> **What the task requires**: From the listing that follows, output everything exactly except the pictures.

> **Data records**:
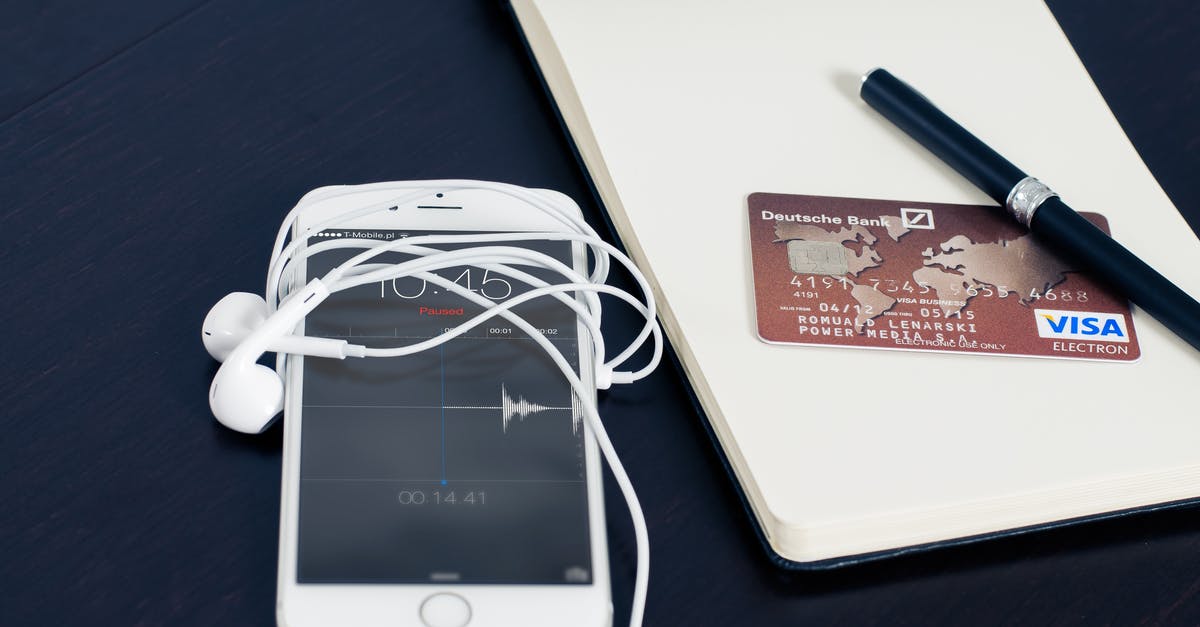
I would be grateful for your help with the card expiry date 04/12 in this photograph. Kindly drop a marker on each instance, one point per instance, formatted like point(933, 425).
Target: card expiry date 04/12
point(924, 276)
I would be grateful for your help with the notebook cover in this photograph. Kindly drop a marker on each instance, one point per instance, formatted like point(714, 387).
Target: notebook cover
point(670, 353)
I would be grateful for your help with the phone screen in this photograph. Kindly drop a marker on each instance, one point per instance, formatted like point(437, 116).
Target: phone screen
point(463, 464)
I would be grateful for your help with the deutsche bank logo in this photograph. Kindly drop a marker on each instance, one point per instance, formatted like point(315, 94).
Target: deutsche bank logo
point(917, 218)
point(1081, 326)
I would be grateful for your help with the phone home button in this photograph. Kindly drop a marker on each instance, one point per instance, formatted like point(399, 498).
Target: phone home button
point(445, 609)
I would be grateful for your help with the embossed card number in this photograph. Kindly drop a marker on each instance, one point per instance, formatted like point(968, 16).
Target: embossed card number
point(924, 276)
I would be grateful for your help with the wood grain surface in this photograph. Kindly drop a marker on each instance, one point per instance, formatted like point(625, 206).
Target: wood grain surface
point(147, 154)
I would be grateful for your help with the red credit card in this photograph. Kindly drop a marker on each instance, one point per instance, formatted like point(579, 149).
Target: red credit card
point(924, 276)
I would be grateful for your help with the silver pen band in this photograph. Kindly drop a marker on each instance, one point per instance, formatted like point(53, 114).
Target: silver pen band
point(1027, 195)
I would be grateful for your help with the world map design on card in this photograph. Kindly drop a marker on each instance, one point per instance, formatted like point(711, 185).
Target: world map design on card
point(924, 276)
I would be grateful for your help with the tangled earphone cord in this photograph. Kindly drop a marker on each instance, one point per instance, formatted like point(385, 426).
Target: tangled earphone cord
point(497, 258)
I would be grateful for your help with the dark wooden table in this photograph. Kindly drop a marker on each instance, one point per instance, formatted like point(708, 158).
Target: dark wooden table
point(147, 154)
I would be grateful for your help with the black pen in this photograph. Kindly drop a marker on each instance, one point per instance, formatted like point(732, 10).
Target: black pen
point(1033, 204)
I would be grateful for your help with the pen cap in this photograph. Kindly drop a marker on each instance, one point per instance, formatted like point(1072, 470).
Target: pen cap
point(917, 117)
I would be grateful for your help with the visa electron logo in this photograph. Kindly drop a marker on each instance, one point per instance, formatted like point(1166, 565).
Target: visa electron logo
point(1081, 326)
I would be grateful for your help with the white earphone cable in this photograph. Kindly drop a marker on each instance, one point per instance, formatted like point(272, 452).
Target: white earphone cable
point(358, 270)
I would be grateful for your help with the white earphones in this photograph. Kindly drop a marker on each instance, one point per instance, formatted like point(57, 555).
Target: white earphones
point(241, 327)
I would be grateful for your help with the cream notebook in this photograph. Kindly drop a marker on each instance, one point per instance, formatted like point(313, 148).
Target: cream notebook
point(682, 109)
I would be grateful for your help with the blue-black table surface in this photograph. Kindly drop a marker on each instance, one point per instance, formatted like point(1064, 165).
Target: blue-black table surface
point(147, 154)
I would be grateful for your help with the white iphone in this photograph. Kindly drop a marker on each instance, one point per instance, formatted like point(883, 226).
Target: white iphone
point(457, 487)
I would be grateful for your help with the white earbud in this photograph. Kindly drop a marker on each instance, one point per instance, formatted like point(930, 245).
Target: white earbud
point(235, 316)
point(246, 395)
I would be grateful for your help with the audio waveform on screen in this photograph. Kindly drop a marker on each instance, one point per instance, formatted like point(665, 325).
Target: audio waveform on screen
point(519, 408)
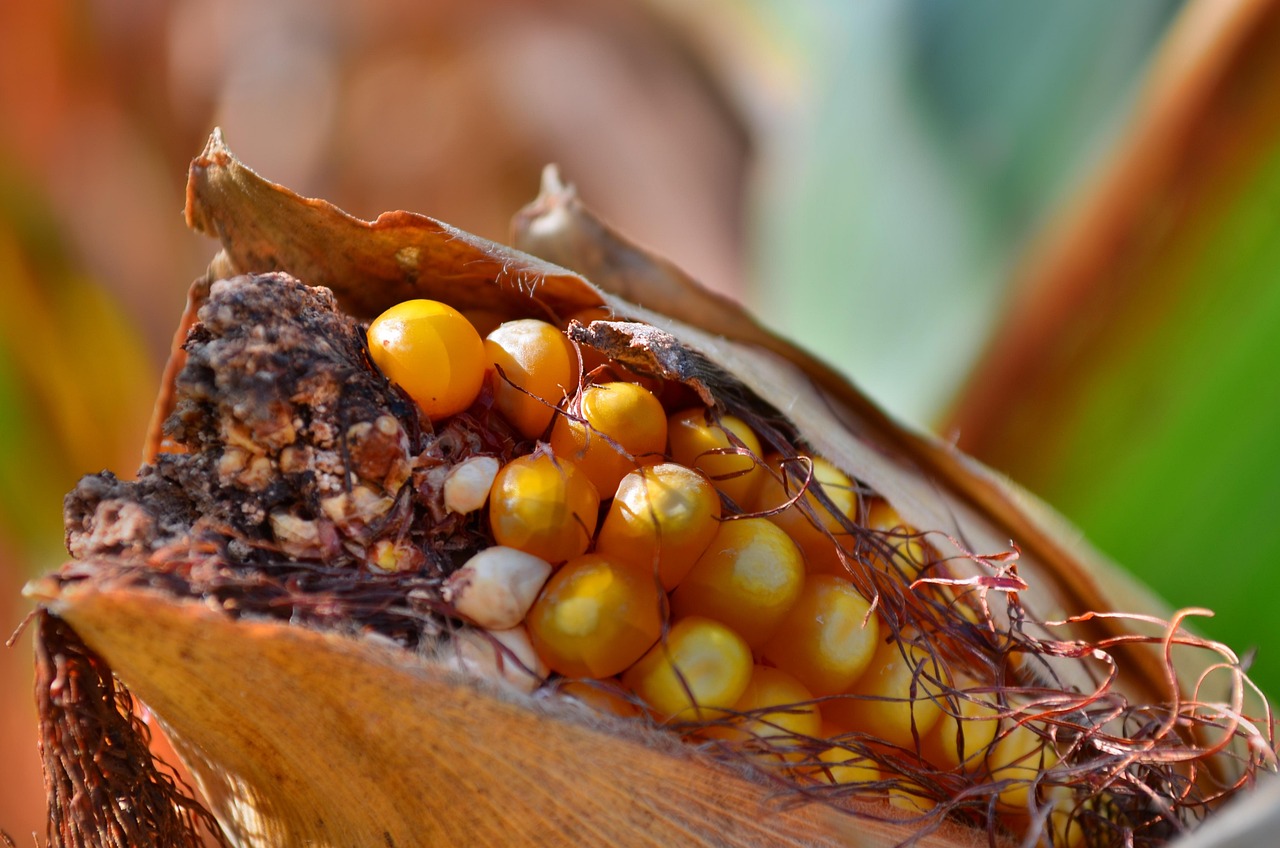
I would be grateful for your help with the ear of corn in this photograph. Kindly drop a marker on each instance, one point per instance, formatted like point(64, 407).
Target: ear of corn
point(817, 598)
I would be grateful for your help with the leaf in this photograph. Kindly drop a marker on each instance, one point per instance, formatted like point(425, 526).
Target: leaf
point(1133, 384)
point(306, 738)
point(300, 735)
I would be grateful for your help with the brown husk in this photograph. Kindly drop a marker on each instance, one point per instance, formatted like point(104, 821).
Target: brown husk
point(280, 461)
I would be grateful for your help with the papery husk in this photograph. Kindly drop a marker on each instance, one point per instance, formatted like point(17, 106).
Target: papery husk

> **Full solution**:
I would be grateful for your help with the card expiry date 04/12 in this photograph. Kindly drop a marker on each instance, one point per instance, formatted like point(933, 425).
Target: card expiry date 04/12
point(924, 276)
I would be grateful for your help with the notebook cover in this photograph. Kindly drop a marker on each instance, one point per instance, formatted like point(714, 387).
Target: notebook cover
point(670, 353)
I would be grateful for your help with the phone screen in this photograph. Kindly drop a marker on each instance, one point per instance, formatted like point(437, 116).
Target: phone screen
point(463, 464)
I would be grateful for your help with the deutsche bank logo in this photograph. Kindly drop a marker on each instance, one point per instance, formatted like point(315, 94).
Target: deutsche bank logo
point(917, 218)
point(1081, 326)
I would be grateful for your help with the phone home button in this photograph. Kindly drop a marker on each instance, one point per instance, formatted like point(399, 498).
Target: phone home button
point(445, 609)
I would be grateful for your help with the embossed card number in this photograph. Kindly drop a marker on each instance, one point per instance, formatted like point(968, 16).
Target: embossed card number
point(924, 276)
I would be grateful for your help with the wood grain surface in this photograph. Kindly drop a marker on each instance, one point per instance, formatted like point(625, 206).
Target: wood grain surface
point(147, 154)
I would be grateful for your help with the red credit card in this photograph. Kindly drop a marker on each instance, one point per instance, formatted like point(579, 149).
Target: red credit card
point(924, 276)
I would be grateful for your help with the silver pen band in this photograph. Kindly drop a marker on each instance, one point per instance, formatted like point(53, 114).
Target: silver pen band
point(1027, 195)
I would be grateful for your help with the world map design on card in this photograph. Kindly drop a marker on each instance, one point per instance, formatted like point(711, 185).
Target: world map design on card
point(924, 276)
I would be grateful for your help with the tangled earphone cord in this photograph. Kindly drop a marker on each instance, one point per instance, formatted like point(385, 426).
Target: tangled earphone cord
point(497, 258)
I would be grateful for your help with the dark wooden table in this photograph. Kindly drop a marker on each instance, one point per instance, formatted like point(708, 158).
Target: dark wooden table
point(147, 154)
I would be grateful for your help with the black pen in this photograph. Kindly drop a marker on each instance, one point per instance, formatted like point(732, 10).
Target: black pen
point(1033, 204)
I would be grateful for your help with the pen cap in this photograph. Kindly drop a marker on each instance, one point per instance, formatted like point(1072, 470).
Target: pen cap
point(917, 117)
I would be grateful for your help with the visa electron logo in this photograph. Kindly drop a marker on each instance, one point per instance, formatted like point(1166, 565).
Target: visa electron logo
point(1081, 326)
I would be grateful for your help with the white earphone cable in this photograph. Kindly drop a marker on each instance, one point per instance, formatted like point(272, 452).
Target: white earphone cable
point(358, 270)
I would be grateful for your help with the white earphones in this photograph. Kindly drop a marker on each instance, one point per instance, formatted like point(57, 555).
Target: white earphones
point(241, 327)
I would be grateful for your help with the cream notebook in this photograph. Kindly drop a marker on each instance, one point per instance, formatted like point(313, 148).
Target: cream notebook
point(682, 109)
I would be grateful for your help with the blue-black table surface in this photograph. Kindly drop a marker on each instance, one point per instance, formatted like point(1064, 165).
Target: blue-black table surface
point(147, 154)
I would be grateful for your help with the white iphone in this photograph. Kindly drop a marker on each instance, one point per instance, formatted like point(883, 226).
Target: white iphone
point(457, 487)
I would be grateful for your help with the white earbud in this photograph. Kindly drop a marker on each instance, one point per instance, formatted like point(930, 245).
Target: white earbud
point(235, 316)
point(246, 395)
I would be grateful for your help with the audio waveform on screen in this photograph. Kindly drop a marker on each instance, one point per instance, formatted like point(665, 325).
Target: audio waveform on screen
point(519, 408)
I would be grateful for your help with the ear of corn in this photograph. Kindly drop a marker on each instance, one point per instance, formatted like point(64, 407).
Target: ear of corn
point(817, 598)
I would be grateful for your help with the leaf in this photograph. Kindly drop a marker on each instance, one point per instance, formatted like point(425, 526).
Target: leaf
point(1133, 384)
point(306, 738)
point(300, 735)
I would be grateful for your help with the brown husk in this photograph. Kindly drop a marker on each instance, one point per instance, formatted like point(104, 821).
Target: brown husk
point(280, 461)
I would be grateful for your help with the papery husk in this photograph. Kindly drop a marker on each instance, one point per instance, formatted like point(17, 106).
Target: papery husk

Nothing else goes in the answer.